— Start of Quoted text —

See R. v. Bartle, 1994 64 (SCC), [1994] S.C.J. No. 74, at para. 17.
60The final question in the standard police ‘Right to Counsel’ card is: “Do you wish to speak to a lawyer now?” Mr. Radwanski argues that asking this final question is an essential component of the police’s obligations pursuant to s. 10(b). After all, how could the police facilitate a call to counsel unless they first inquire whether a detainee wishes to speak to counsel? In support of his argument, he relies on the trial level decision of R. v. Diaz, 2024 ONCJ 407, in which Justice Bernstein found s. 10(b) was breached by the officer asking a detainee if they wished to speak to a lawyer “…when we get back to the station” rather than “Do you wish to call a lawyer now?”
61Binding appellate authority does not support the proposition that the police are required to read the final question: “Do you want to call a lawyer now?”. In the Summary Conviction Appeal decision of R. v. Antoninas, 2014 ONSC 4220, at paras. 76-81, Justice Durno found that this final question was not part of the mandatory informational component. In another Summary Conviction Appeal decision, R. v. Imer, 2023 ONSC 5700, at paras. 37-42, Justice Pinto arrived at the same conclusion. The standard wording of the ‘Rights to Counsel’ includes advising a detainee that they can retain and instruct counsel without delay and the option to speak to free legal aid duty counsel “now”. This is sufficient to fulfil the informational component.

— End of Quoted text —
— Start of Records shown —

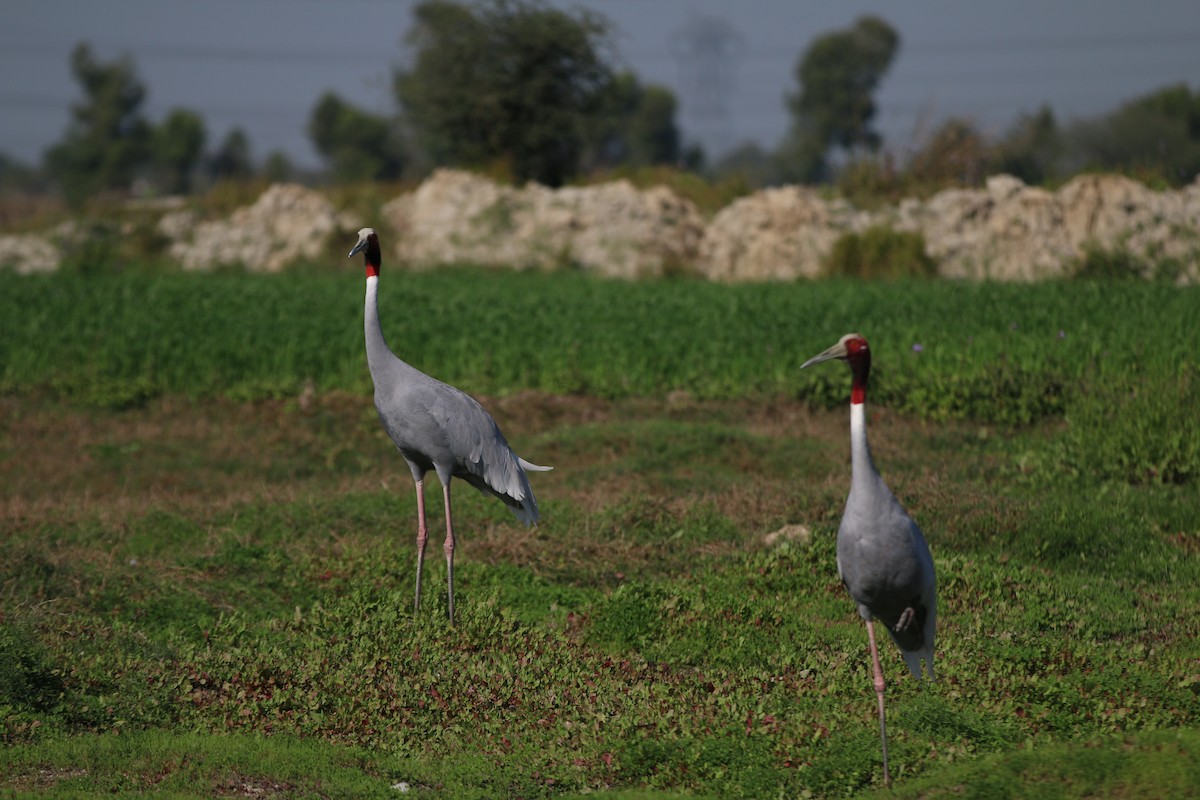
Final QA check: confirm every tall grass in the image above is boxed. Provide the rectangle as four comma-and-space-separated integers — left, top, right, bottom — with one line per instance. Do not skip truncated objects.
0, 270, 1200, 423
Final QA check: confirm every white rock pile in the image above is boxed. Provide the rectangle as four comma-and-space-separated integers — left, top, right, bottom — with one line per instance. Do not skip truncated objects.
0, 170, 1200, 282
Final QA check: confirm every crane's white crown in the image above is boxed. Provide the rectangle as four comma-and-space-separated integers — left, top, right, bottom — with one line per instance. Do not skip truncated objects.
349, 228, 374, 255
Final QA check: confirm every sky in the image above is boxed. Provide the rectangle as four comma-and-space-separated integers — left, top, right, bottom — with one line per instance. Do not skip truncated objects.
0, 0, 1200, 167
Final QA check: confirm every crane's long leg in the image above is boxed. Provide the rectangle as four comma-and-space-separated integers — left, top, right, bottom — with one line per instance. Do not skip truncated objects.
413, 481, 430, 613
866, 620, 892, 787
442, 481, 454, 625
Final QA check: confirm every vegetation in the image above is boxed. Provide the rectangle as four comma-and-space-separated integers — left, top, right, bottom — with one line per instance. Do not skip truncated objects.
9, 0, 1200, 203
824, 225, 937, 279
0, 271, 1200, 798
396, 0, 613, 186
46, 42, 158, 204
782, 16, 900, 182
308, 91, 404, 181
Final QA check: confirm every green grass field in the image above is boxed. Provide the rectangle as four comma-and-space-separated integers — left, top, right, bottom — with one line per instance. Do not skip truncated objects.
0, 269, 1200, 800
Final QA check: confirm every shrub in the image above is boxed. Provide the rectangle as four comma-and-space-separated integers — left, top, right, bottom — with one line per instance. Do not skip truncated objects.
824, 225, 937, 279
1064, 368, 1200, 485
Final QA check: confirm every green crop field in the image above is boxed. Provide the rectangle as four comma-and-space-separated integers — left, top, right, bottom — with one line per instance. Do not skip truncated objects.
0, 269, 1200, 800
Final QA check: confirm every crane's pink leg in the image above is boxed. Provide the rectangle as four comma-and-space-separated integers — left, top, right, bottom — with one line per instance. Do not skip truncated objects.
866, 620, 892, 787
442, 481, 454, 625
413, 481, 430, 612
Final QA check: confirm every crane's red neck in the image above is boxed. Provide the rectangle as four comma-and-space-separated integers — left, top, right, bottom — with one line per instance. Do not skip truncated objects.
362, 234, 380, 278
846, 338, 871, 405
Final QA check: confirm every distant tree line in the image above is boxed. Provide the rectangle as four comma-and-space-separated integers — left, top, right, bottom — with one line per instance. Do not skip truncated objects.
0, 0, 1200, 203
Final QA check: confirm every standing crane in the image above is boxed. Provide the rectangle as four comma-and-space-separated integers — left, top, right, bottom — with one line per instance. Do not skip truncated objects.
800, 333, 937, 786
349, 228, 552, 625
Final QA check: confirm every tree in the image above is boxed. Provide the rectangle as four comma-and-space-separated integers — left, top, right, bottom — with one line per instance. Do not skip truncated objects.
586, 72, 683, 168
209, 127, 254, 180
782, 16, 900, 178
44, 42, 151, 204
151, 108, 205, 194
995, 106, 1062, 184
395, 0, 613, 186
308, 91, 404, 181
1064, 85, 1200, 186
263, 150, 296, 184
907, 118, 992, 186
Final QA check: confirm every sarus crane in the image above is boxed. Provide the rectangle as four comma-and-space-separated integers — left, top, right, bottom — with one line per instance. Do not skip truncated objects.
349, 228, 552, 625
800, 333, 937, 786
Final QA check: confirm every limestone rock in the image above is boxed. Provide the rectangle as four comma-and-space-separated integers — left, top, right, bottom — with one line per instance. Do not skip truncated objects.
0, 234, 62, 275
168, 184, 347, 272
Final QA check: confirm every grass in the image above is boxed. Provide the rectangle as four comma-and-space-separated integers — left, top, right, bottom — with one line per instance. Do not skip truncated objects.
0, 271, 1200, 799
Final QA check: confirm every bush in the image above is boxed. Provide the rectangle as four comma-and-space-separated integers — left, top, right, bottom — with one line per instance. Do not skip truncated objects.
1063, 368, 1200, 485
1068, 243, 1184, 282
824, 225, 937, 281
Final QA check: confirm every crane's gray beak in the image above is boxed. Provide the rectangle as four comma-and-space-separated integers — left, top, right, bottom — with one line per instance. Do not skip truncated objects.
800, 342, 847, 369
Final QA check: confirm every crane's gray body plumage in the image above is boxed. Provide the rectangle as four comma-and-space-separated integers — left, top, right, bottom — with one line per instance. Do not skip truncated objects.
800, 333, 937, 786
350, 228, 550, 625
838, 405, 937, 678
364, 279, 544, 525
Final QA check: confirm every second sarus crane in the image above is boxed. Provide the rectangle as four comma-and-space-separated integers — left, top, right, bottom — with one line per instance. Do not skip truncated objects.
800, 333, 937, 784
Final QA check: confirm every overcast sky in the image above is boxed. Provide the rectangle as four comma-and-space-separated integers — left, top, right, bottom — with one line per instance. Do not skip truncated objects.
0, 0, 1200, 166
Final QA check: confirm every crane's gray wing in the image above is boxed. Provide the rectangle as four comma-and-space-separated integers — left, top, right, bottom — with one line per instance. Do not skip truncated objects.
427, 381, 549, 525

— End of Records shown —

**Task set:**
(1) Please list every court case cited in the passage on the right to counsel, each with its citation.
(2) Pick up the passage on the right to counsel where it stops and write the next paragraph.
The lines have no role in this.

**Expected outputs:**
(1)
R. v. Bartle, 1994 64 (SCC), [1994] S.C.J. No. 74
R. v. Diaz, 2024 ONCJ 407
R. v. Antoninas, 2014 ONSC 4220
R. v. Imer, 2023 ONSC 5700

(2)
62The Saskatchewan Court of Appeal came to the same conclusion in R. v. Knoblauch, 2018 SKCA 15. At paragraph 31, the Court explains that this final question may assist but may also impair a detainee’s ability to exercise their right to counsel. An arrested person may not have had time to process the fact of their arrest before they can make an informed decision. The responses provided immediately after arrest may be equivocal or vague. While potentially helpful, that final question is not mandatory for the police to fulfil their obligations under s. 10(b).
63The Manitoba Court of Appeal adopted Knoblauch on this specific issue in R. v. Tarapaski, 2022 MBCA 74, at para. 53. Neither the Saskatchewan nor Manitoba Courts of Appeal are binding on me, but I consider their rulings persuasive.
64With respect to the Diaz case relied on by the defence, Justice Bernstein found a s. 10(b) breach due to the officer not reading the exact words “Do you want to call a lawyer now”. He did not cite any case law in support of this finding. It appears neither counsel in that trial provided him with the binding or persuasive authorities noted above. My colleague did not grapple with them or explain how the facts of Diaz were distinguishable from those authorities. Accordingly, I find Diaz to be unhelpful in considering this issue.
65This same argument was made in R. v. Papadopoulos, [2006] O.J. No. 5405 (Ont. S.C.J.), a case in which the final “Do you wish to call a lawyer now?” question was not asked before the police interviewed a suspect. Justice Dawson found that s. 10(b) was not violated in that case. While the final question was not asked, the accused was advised that he could contact any lawyer he wished and that free legal advice was available “now” by means of a toll-free number. This fulfilled the informational component of the police’s s. 10(b) obligations.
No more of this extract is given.